[Dataset entries]
• • • • • • •
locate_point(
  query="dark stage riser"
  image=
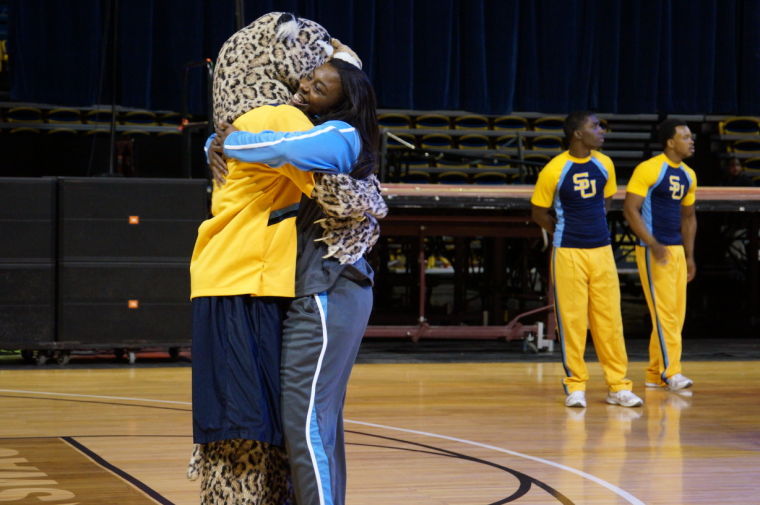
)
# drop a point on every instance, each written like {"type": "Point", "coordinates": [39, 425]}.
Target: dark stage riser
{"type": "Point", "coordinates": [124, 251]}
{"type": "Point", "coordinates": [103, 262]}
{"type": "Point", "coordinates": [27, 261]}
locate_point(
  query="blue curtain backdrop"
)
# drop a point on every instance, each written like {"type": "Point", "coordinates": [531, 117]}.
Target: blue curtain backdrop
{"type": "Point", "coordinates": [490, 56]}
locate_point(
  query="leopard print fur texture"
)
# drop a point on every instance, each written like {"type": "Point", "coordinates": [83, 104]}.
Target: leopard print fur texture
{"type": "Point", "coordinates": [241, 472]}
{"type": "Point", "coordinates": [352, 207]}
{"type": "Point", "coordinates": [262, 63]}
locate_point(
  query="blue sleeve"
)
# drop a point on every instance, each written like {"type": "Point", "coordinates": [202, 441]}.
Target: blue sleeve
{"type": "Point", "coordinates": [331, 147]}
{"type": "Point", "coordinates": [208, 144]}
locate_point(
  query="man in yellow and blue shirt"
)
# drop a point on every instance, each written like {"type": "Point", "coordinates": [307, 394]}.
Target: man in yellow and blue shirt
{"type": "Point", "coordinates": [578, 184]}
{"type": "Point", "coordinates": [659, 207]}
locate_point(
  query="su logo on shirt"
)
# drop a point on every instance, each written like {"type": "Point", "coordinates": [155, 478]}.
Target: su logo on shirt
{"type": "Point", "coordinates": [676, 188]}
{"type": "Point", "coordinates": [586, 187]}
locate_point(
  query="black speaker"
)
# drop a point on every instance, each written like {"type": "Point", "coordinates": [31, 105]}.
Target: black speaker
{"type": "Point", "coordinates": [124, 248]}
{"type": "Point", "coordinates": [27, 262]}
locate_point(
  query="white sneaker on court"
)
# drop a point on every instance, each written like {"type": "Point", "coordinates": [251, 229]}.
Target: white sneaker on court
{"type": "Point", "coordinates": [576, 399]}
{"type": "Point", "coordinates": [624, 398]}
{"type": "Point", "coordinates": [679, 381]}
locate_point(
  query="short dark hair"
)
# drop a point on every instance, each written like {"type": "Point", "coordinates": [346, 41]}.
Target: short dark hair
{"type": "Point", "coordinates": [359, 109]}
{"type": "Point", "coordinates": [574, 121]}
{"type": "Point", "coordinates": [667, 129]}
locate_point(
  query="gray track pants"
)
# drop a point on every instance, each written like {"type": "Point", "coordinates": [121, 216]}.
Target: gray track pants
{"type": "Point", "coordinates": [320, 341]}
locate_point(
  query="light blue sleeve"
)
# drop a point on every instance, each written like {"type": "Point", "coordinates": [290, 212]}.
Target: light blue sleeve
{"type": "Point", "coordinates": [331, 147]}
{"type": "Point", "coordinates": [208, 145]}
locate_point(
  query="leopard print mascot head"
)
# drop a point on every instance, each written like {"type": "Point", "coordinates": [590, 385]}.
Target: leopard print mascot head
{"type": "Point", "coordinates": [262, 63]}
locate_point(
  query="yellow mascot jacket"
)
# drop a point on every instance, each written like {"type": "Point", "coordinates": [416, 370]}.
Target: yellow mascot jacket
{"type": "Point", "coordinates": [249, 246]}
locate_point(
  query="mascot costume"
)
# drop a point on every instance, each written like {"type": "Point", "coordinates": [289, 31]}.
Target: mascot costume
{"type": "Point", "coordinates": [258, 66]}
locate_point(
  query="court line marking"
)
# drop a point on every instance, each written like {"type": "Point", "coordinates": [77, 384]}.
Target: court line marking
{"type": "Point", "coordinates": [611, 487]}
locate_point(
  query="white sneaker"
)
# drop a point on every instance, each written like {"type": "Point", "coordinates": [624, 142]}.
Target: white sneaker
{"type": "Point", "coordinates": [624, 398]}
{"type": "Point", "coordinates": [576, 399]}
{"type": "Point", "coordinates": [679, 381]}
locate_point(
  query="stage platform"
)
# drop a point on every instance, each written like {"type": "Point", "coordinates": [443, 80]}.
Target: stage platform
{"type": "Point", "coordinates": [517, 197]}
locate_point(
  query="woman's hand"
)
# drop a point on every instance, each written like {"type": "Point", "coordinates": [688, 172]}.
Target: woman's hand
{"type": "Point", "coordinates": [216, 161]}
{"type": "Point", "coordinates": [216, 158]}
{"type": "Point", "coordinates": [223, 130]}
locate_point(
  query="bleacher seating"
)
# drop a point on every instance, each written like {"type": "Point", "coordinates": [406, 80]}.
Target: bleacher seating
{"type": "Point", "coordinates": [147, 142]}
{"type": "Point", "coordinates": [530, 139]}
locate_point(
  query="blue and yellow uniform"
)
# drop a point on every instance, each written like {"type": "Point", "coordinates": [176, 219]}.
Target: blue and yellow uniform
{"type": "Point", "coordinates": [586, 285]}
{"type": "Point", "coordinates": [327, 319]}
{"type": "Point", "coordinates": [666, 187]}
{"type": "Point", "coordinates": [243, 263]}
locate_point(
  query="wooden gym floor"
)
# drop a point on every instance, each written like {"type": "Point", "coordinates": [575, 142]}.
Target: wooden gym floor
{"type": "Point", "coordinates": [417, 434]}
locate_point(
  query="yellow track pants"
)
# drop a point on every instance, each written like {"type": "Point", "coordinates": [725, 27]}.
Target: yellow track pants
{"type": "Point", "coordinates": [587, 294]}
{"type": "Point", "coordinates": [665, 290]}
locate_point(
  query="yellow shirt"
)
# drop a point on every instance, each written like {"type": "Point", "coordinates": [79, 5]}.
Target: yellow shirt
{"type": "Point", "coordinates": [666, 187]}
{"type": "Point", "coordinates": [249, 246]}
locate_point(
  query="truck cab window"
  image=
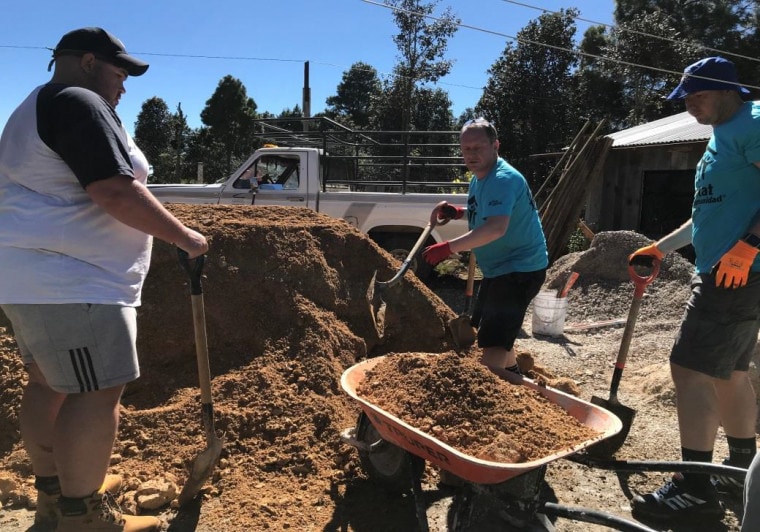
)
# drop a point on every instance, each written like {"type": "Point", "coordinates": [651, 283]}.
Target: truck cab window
• • • • • • •
- [What to do]:
Reproduce every record word for word. The copy must contain no pictures.

- [Written answer]:
locate_point(
  query="dark stage riser"
  image=
)
# drop a point on every instance, each written like {"type": "Point", "coordinates": [39, 425]}.
Target: dark stage riser
{"type": "Point", "coordinates": [124, 251]}
{"type": "Point", "coordinates": [103, 262]}
{"type": "Point", "coordinates": [27, 261]}
locate_point(
  query="blue curtain backdrop"
)
# drop a point on every instance, each written like {"type": "Point", "coordinates": [531, 117]}.
Target: blue curtain backdrop
{"type": "Point", "coordinates": [490, 56]}
locate_point(
  query="leopard print fur texture"
)
# drop a point on every instance, each written like {"type": "Point", "coordinates": [83, 104]}.
Target: leopard print fur texture
{"type": "Point", "coordinates": [241, 472]}
{"type": "Point", "coordinates": [352, 207]}
{"type": "Point", "coordinates": [262, 63]}
locate_point(
  query="blue sleeve"
)
# drop a point on every instance, each written like {"type": "Point", "coordinates": [202, 441]}.
Target: blue sleeve
{"type": "Point", "coordinates": [331, 147]}
{"type": "Point", "coordinates": [208, 144]}
locate_point(
  query="man in yellow and blue shirt"
)
# drop a point on every instance, each written like {"type": "Point", "coordinates": [307, 394]}.
Target: man in yellow and blue shirt
{"type": "Point", "coordinates": [578, 184]}
{"type": "Point", "coordinates": [659, 207]}
locate_point(
  query="su logo on shirt"
)
# drop a point on every instance, each written like {"type": "Point", "coordinates": [155, 478]}.
Target: su logo on shirt
{"type": "Point", "coordinates": [676, 188]}
{"type": "Point", "coordinates": [586, 187]}
locate_point(
  query="black speaker"
)
# drop a point on every instance, each written like {"type": "Point", "coordinates": [31, 105]}.
Target: black speaker
{"type": "Point", "coordinates": [124, 248]}
{"type": "Point", "coordinates": [27, 262]}
locate_point(
  query="white sneaker on court"
)
# drop a point on every instance, each written like {"type": "Point", "coordinates": [251, 229]}.
Target: white sneaker on court
{"type": "Point", "coordinates": [576, 399]}
{"type": "Point", "coordinates": [624, 398]}
{"type": "Point", "coordinates": [679, 381]}
locate_point(
  query="short dark hair"
)
# drop a point on every instance, each written like {"type": "Point", "coordinates": [346, 41]}.
Target: short dark hair
{"type": "Point", "coordinates": [359, 109]}
{"type": "Point", "coordinates": [574, 121]}
{"type": "Point", "coordinates": [667, 129]}
locate_point(
  query="gray track pants"
)
# drop a point on every instance, each written like {"type": "Point", "coordinates": [121, 216]}.
Target: gray track pants
{"type": "Point", "coordinates": [320, 341]}
locate_point(
  query="light blue sleeve"
)
# drop a point on every instance, each written like {"type": "Point", "coordinates": [290, 212]}.
Target: light blue sleeve
{"type": "Point", "coordinates": [331, 147]}
{"type": "Point", "coordinates": [208, 145]}
locate_point(
  query="leopard print mascot head"
)
# drop a point on every instance, each written like {"type": "Point", "coordinates": [590, 385]}.
Target: leopard print mascot head
{"type": "Point", "coordinates": [262, 63]}
locate_point(
  query="yellow mascot jacket"
)
# drop a point on every instance, each written like {"type": "Point", "coordinates": [416, 370]}.
Target: yellow mascot jacket
{"type": "Point", "coordinates": [249, 246]}
locate_point(
  query="mascot costume"
)
# drop a point on every instance, each written like {"type": "Point", "coordinates": [289, 31]}.
Target: mascot costume
{"type": "Point", "coordinates": [258, 66]}
locate_point(
  query="court line marking"
)
# drop a point on every instance, each written like {"type": "Point", "coordinates": [77, 384]}.
Target: court line marking
{"type": "Point", "coordinates": [611, 487]}
locate_point(
  query="white sneaker"
)
# drop a point on every instance, each written like {"type": "Point", "coordinates": [624, 142]}.
Target: white sneaker
{"type": "Point", "coordinates": [624, 398]}
{"type": "Point", "coordinates": [576, 399]}
{"type": "Point", "coordinates": [679, 381]}
locate_point(
  query="stage platform"
)
# drop a point on every instance, each written like {"type": "Point", "coordinates": [443, 80]}.
Target: stage platform
{"type": "Point", "coordinates": [517, 197]}
locate_point(
  query="woman's hand"
)
# drop a point on every instance, each written like {"type": "Point", "coordinates": [688, 172]}.
Target: woman's hand
{"type": "Point", "coordinates": [216, 161]}
{"type": "Point", "coordinates": [216, 158]}
{"type": "Point", "coordinates": [223, 130]}
locate_point(
  query="bleacher seating"
)
# drop a point on every instance, each written like {"type": "Point", "coordinates": [406, 80]}.
Target: bleacher seating
{"type": "Point", "coordinates": [147, 142]}
{"type": "Point", "coordinates": [530, 139]}
locate_point(
  query="blue and yellow uniform"
)
# drop a point on every instance, each written like {"type": "Point", "coordinates": [176, 219]}.
Target: blue and yellow uniform
{"type": "Point", "coordinates": [586, 285]}
{"type": "Point", "coordinates": [327, 319]}
{"type": "Point", "coordinates": [666, 187]}
{"type": "Point", "coordinates": [243, 263]}
locate_point(
  query="wooden gym floor"
)
# drop a point on every instance, each written like {"type": "Point", "coordinates": [575, 142]}.
Target: wooden gym floor
{"type": "Point", "coordinates": [417, 434]}
locate_point(
  query="yellow track pants"
)
# drop a point on every instance, each written like {"type": "Point", "coordinates": [725, 27]}.
Target: yellow track pants
{"type": "Point", "coordinates": [587, 294]}
{"type": "Point", "coordinates": [665, 290]}
locate_point(
  query="yellow shirt"
)
# drop a point on every instance, each written like {"type": "Point", "coordinates": [79, 5]}.
Target: yellow shirt
{"type": "Point", "coordinates": [666, 187]}
{"type": "Point", "coordinates": [249, 246]}
locate_point(
  query="truck cab window"
  image=
)
# drop a point on every instance, each written like {"type": "Point", "coordinates": [651, 283]}.
Target: truck cab window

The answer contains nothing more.